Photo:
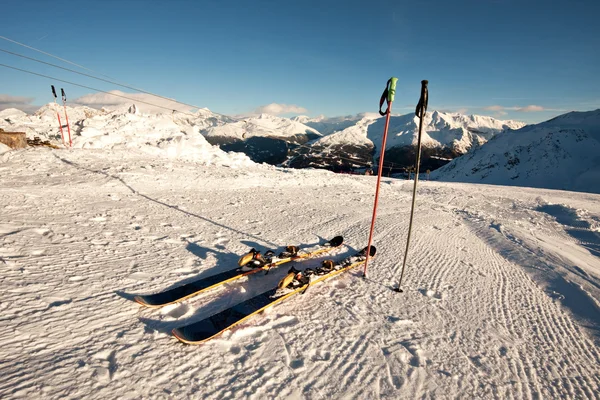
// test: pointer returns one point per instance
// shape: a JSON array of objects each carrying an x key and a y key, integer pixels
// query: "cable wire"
[
  {"x": 100, "y": 79},
  {"x": 94, "y": 89}
]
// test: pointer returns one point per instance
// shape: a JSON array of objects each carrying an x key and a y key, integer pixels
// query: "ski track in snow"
[{"x": 82, "y": 232}]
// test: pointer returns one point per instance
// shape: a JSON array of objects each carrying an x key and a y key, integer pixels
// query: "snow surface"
[
  {"x": 562, "y": 153},
  {"x": 456, "y": 131},
  {"x": 262, "y": 125},
  {"x": 501, "y": 289}
]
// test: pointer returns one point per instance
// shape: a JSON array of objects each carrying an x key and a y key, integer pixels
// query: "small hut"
[{"x": 14, "y": 140}]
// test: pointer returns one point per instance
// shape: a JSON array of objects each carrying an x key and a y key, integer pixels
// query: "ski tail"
[
  {"x": 250, "y": 263},
  {"x": 208, "y": 328}
]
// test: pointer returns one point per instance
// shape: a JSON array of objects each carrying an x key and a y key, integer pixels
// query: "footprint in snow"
[
  {"x": 433, "y": 293},
  {"x": 221, "y": 241},
  {"x": 57, "y": 301},
  {"x": 140, "y": 276}
]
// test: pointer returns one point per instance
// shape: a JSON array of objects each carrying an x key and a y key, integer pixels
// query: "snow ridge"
[{"x": 562, "y": 153}]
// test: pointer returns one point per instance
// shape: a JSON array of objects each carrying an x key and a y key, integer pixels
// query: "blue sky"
[{"x": 525, "y": 60}]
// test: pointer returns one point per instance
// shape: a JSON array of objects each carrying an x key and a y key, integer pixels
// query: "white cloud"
[
  {"x": 145, "y": 102},
  {"x": 277, "y": 109},
  {"x": 529, "y": 108},
  {"x": 19, "y": 102}
]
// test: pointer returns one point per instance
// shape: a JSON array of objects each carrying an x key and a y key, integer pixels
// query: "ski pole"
[
  {"x": 388, "y": 95},
  {"x": 64, "y": 96},
  {"x": 419, "y": 112},
  {"x": 62, "y": 135}
]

▶ **What you should do**: The answer must be the full listing above, copied exactly, with no pictures in it.

▶ **Written solution**:
Photo:
// test: pointer returns one point per instance
// shape: a JSON array of objects each carrying an x key and a y key, integer pixels
// query: "cable wire"
[
  {"x": 100, "y": 79},
  {"x": 94, "y": 89}
]
// test: pointer returns one point per instance
// shape: a JSON array of objects each carrying an x key and a y key, integer pixels
// query: "ski track in snow"
[{"x": 82, "y": 232}]
// test: pointer returns one point per instance
// shape: a JSON array of objects each carrying an x key and a y key, integer pixels
// query: "snow surface"
[
  {"x": 562, "y": 153},
  {"x": 456, "y": 131},
  {"x": 262, "y": 125},
  {"x": 501, "y": 289}
]
// test: pointer returns one point per instance
// shape: a JSON array of objects each carrying an x key and a y key, integer pixels
// query: "small hut"
[{"x": 14, "y": 140}]
// test: pointer returns one point per instance
// shape: a JSON array of objects each carrying an x key and a y key, integer pixels
// query: "ski tail"
[
  {"x": 250, "y": 263},
  {"x": 208, "y": 328}
]
// test: pointer returns one point per instance
// shape: a JSON array of objects each carrying an x key and a y key, integer pixels
// query: "footprint in snow"
[
  {"x": 433, "y": 293},
  {"x": 221, "y": 241},
  {"x": 57, "y": 301},
  {"x": 140, "y": 276}
]
// test: pointer returns one point per instance
// shape: a JSON array of objects each carrying an x key and a y key, integer pixels
// query: "snow ridge"
[{"x": 562, "y": 153}]
// test: pointer returns one point per instance
// shape: a JSON array of objects each carrying an x key and a y key, integer pixels
// query: "blue sky"
[{"x": 525, "y": 60}]
// test: pointer returns one point per instance
// shape: a JSON array of objects each carrying an x key and a y key, integer pixels
// query: "white cloud"
[
  {"x": 145, "y": 102},
  {"x": 277, "y": 109},
  {"x": 529, "y": 108},
  {"x": 19, "y": 102}
]
// test: pointer returns one point per instance
// shape: a JSON array of objects each carrying an x key and a y key, integer pixels
// query: "ski pole"
[
  {"x": 388, "y": 95},
  {"x": 64, "y": 96},
  {"x": 419, "y": 112},
  {"x": 62, "y": 135}
]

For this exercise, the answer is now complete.